** Begin TEXT PASSAGE **
San Diego Business Journal

Recall Issue: Should the State Tax Indian Casinos?
Gaming: Despite Candidates' Claims, Tribes Say They Are Sovereign , And Exempt


One controversy that has emerged in the California governor's recall race one among many is whether Indian enterprises should be taxed.

"Their casinos make billions, yet pay no taxes and virtually nothing to the state," said gubernatorial candidate Arnold Schwarzenegger in a recent television ad.

Indeed, the National Indian Gaming Commission estimates in 2002, California casinos brought in roughly $3.5 billion. The figure is inexact since the survey includes two Indian casinos in Nevada.

Long before Schwarzenegger publicly crossed the line from actor to politician, the Indian gaming community had a counter-argument:

This isn't business revenue, they said.

This is government revenue.

Tribes argue that governments do not tax other government agencies' revenues.

The Viejas Band of Kumeyaay Indians, which runs a casino in Alpine, makes its taxation case in a document called "Tribal Government Gaming: Myths & Facts."

"Indian tribes are governments with responsibilities to their citizens, but tribes often lack an economic base to levy taxes to fund the needs of their people," the document says.

"Some tribes have found gaming a means to generate revenues to operate their government and to provide jobs and economic activity on their reservations. As sovereign governments, tribes do not, like states and municipalities, pay taxes on their revenues to any other governments. Yet, there are continuing attempts by misguided federal lawmakers to impose taxes upon tribal government gaming revenues, a practice that probably would be declared unconstitutional."

Viejas made headlines in early September when it pledged $2 million of direct and indirect support to the gubernatorial campaign of Lt. Gov. Cruz Bustamante, the top Democrat on the Oct. 7 ballot.

Explaining Compacts

In his ad, Republican Schwarzenegger criticizes opponents who take money from Indian tribes, and notes that "other states require revenue from Indian gaming."

That situation, though, is due to existing, long-term agreements between the states and the tribes.

The agreements are called compacts.
** End TEXT PASSAGE **
** Begin PROVIDED MATERIAL **
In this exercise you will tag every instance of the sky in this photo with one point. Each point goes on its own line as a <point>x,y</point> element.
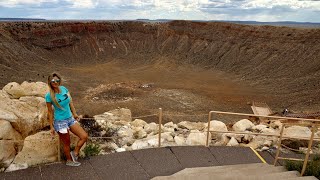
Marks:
<point>231,10</point>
** End PROVIDED MATERIAL **
▸ **DIRECTIONS FOR THIS TASK**:
From the article on taxing Indian casinos, write out the passage word for word, starting at the words "Gaming: Despite Candidates'" and ending after "recent television ad.".

▸ **ANSWER FOR THIS EXERCISE**:
Gaming: Despite Candidates' Claims, Tribes Say They Are Sovereign , And Exempt


One controversy that has emerged in the California governor's recall race one among many is whether Indian enterprises should be taxed.

"Their casinos make billions, yet pay no taxes and virtually nothing to the state," said gubernatorial candidate Arnold Schwarzenegger in a recent television ad.